● **AVAILABLE DATA**:
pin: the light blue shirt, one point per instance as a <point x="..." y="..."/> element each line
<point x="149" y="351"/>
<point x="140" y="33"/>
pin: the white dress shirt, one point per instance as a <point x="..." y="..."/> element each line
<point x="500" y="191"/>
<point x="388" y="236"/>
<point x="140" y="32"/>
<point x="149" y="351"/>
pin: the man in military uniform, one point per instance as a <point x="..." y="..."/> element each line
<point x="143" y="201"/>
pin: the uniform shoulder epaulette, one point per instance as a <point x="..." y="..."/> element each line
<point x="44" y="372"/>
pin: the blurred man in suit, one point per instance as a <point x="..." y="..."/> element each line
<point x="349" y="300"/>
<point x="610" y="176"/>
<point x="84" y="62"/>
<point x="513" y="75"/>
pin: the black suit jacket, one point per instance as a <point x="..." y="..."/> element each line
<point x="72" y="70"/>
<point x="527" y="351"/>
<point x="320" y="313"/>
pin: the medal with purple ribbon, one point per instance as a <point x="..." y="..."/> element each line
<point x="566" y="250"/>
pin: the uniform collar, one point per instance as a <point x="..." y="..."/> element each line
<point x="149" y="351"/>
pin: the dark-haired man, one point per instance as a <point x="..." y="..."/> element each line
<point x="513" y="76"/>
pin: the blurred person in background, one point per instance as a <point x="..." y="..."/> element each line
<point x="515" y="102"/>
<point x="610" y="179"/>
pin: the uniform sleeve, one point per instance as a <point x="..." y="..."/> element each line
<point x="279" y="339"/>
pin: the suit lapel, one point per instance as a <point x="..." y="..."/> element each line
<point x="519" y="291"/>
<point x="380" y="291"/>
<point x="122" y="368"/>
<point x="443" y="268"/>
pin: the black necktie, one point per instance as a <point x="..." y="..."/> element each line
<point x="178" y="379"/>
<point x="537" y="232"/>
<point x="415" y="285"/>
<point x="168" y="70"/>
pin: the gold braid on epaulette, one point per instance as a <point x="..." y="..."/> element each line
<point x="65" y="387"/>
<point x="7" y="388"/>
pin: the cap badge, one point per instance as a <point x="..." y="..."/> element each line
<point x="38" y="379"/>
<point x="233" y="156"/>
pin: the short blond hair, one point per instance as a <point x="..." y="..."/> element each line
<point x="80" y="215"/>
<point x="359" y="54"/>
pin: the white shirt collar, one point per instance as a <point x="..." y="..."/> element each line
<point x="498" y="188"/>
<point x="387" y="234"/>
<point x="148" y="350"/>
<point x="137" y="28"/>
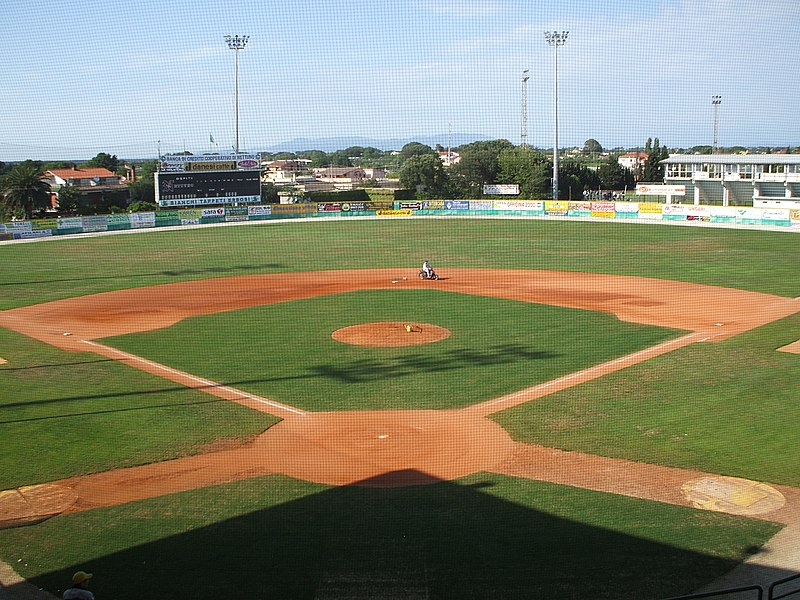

● **WHAT IS NEEDED**: Print every record above exactly as written, leaving out the pictures.

● **WRITTEN SOLUTION**:
pin: the light blue shirt, one point per instance as a <point x="..." y="..."/> element each line
<point x="149" y="351"/>
<point x="140" y="33"/>
pin: the white dress shirt, one point per instance as a <point x="..." y="..."/> element each line
<point x="500" y="191"/>
<point x="388" y="236"/>
<point x="140" y="32"/>
<point x="149" y="351"/>
pin: the man in military uniform, one point per instance as a <point x="..." y="..."/> element each line
<point x="143" y="201"/>
pin: the uniform shoulder epaulette, one point per instance as a <point x="..." y="..."/> element each line
<point x="44" y="372"/>
pin: the blurred man in suit, one point per instance as a <point x="..." y="..."/> element each line
<point x="349" y="300"/>
<point x="610" y="176"/>
<point x="84" y="62"/>
<point x="513" y="75"/>
pin: the black suit jacket, one point per instance as a <point x="..." y="..."/> element each line
<point x="72" y="70"/>
<point x="527" y="351"/>
<point x="320" y="313"/>
pin: the medal with purple ribbon, one point per instance as a <point x="..." y="..."/> element each line
<point x="566" y="250"/>
pin: the uniform collar, one point per instance as a <point x="..." y="..."/> element each line
<point x="149" y="351"/>
pin: the dark-haired man, one point per instance as a <point x="..." y="..."/> element each line
<point x="513" y="76"/>
pin: the blurred person in background, one point per instance as a <point x="..." y="..."/> element each line
<point x="515" y="102"/>
<point x="610" y="179"/>
pin: the uniform sleeve, one point per instance as a <point x="..." y="..."/> element each line
<point x="279" y="339"/>
pin: the suit lapel, one point per instance as a <point x="..." y="..."/> element each line
<point x="519" y="291"/>
<point x="380" y="291"/>
<point x="122" y="368"/>
<point x="443" y="268"/>
pin: the black necktie, one point per instance as a <point x="..." y="..."/> element each line
<point x="178" y="379"/>
<point x="537" y="232"/>
<point x="415" y="285"/>
<point x="168" y="70"/>
pin: the gold braid on epaulette, one point per instance as a <point x="..." y="..."/> element each line
<point x="65" y="387"/>
<point x="7" y="388"/>
pin: the cap badge, one point per instance as a <point x="..." y="..."/> element each line
<point x="38" y="379"/>
<point x="233" y="156"/>
pin: the short blond hair, one point per instance as a <point x="..." y="..."/> element each line
<point x="80" y="215"/>
<point x="359" y="54"/>
pin: the white shirt collar, one point per instance as a <point x="..." y="..."/> element each line
<point x="498" y="188"/>
<point x="387" y="234"/>
<point x="148" y="350"/>
<point x="137" y="28"/>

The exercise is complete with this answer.